::: The input

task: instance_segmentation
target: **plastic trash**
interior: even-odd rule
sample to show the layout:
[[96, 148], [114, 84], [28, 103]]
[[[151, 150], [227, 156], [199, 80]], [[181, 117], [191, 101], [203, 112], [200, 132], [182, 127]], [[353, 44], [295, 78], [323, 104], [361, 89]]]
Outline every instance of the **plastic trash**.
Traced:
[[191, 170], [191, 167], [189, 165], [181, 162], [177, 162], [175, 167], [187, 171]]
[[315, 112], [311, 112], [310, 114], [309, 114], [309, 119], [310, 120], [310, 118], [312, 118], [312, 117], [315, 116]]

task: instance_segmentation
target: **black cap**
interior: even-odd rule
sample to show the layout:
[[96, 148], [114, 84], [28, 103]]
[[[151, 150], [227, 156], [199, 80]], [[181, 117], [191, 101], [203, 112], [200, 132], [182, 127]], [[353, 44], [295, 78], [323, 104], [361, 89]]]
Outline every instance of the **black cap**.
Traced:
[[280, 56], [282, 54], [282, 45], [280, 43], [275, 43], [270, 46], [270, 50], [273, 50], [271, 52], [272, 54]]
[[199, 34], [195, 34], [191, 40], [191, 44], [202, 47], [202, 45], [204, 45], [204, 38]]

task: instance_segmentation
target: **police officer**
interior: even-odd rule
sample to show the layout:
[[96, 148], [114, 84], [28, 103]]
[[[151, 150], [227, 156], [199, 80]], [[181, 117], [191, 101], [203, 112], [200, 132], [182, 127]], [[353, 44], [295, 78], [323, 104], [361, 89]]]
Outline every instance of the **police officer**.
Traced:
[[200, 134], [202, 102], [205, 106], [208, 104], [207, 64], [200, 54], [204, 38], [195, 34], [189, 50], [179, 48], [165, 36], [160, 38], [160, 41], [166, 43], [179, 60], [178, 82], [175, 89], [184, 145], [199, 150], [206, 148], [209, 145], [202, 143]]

::::::

Copy all of the records above, line for line, with no changes.

Response:
task: instance_segmentation
target: **plastic trash**
interior: even-odd rule
sample to show the layout:
[[96, 148], [114, 84], [28, 103]]
[[[151, 150], [227, 156], [199, 80]], [[181, 117], [191, 101], [203, 112], [200, 132], [182, 127]], [[353, 44], [295, 78], [323, 104], [361, 89]]]
Outline every instance of the **plastic trash**.
Traced:
[[191, 170], [191, 167], [189, 165], [181, 162], [177, 162], [175, 167], [187, 171]]
[[315, 112], [311, 112], [310, 114], [309, 114], [309, 119], [310, 120], [310, 118], [312, 118], [312, 117], [315, 116]]

task: instance_segmentation
target: **black cap**
interior: even-odd rule
sample to show the layout:
[[96, 148], [114, 84], [28, 103]]
[[[151, 150], [227, 156], [199, 80]], [[181, 117], [191, 101], [203, 112], [200, 132], [182, 127]], [[353, 44], [295, 78], [323, 104], [361, 89]]]
Outline every instance of the **black cap**.
Traced:
[[280, 56], [282, 54], [282, 45], [280, 43], [275, 43], [270, 46], [270, 50], [273, 50], [271, 52], [272, 54]]
[[199, 34], [195, 34], [191, 40], [191, 44], [202, 47], [202, 45], [204, 45], [204, 38]]

task: instance_segmentation
target: **police officer**
interior: even-odd rule
sample to show the layout:
[[96, 148], [114, 84], [28, 103]]
[[[151, 150], [227, 156], [199, 80]], [[181, 117], [191, 101], [203, 112], [200, 132], [182, 127]], [[353, 44], [295, 78], [323, 104], [361, 89]]]
Outline every instance of the **police officer**.
Traced:
[[200, 134], [202, 102], [205, 106], [208, 104], [207, 64], [200, 54], [204, 38], [195, 34], [189, 50], [179, 48], [165, 36], [160, 38], [160, 41], [166, 43], [179, 60], [178, 82], [175, 89], [184, 145], [199, 150], [206, 148], [209, 145], [202, 143]]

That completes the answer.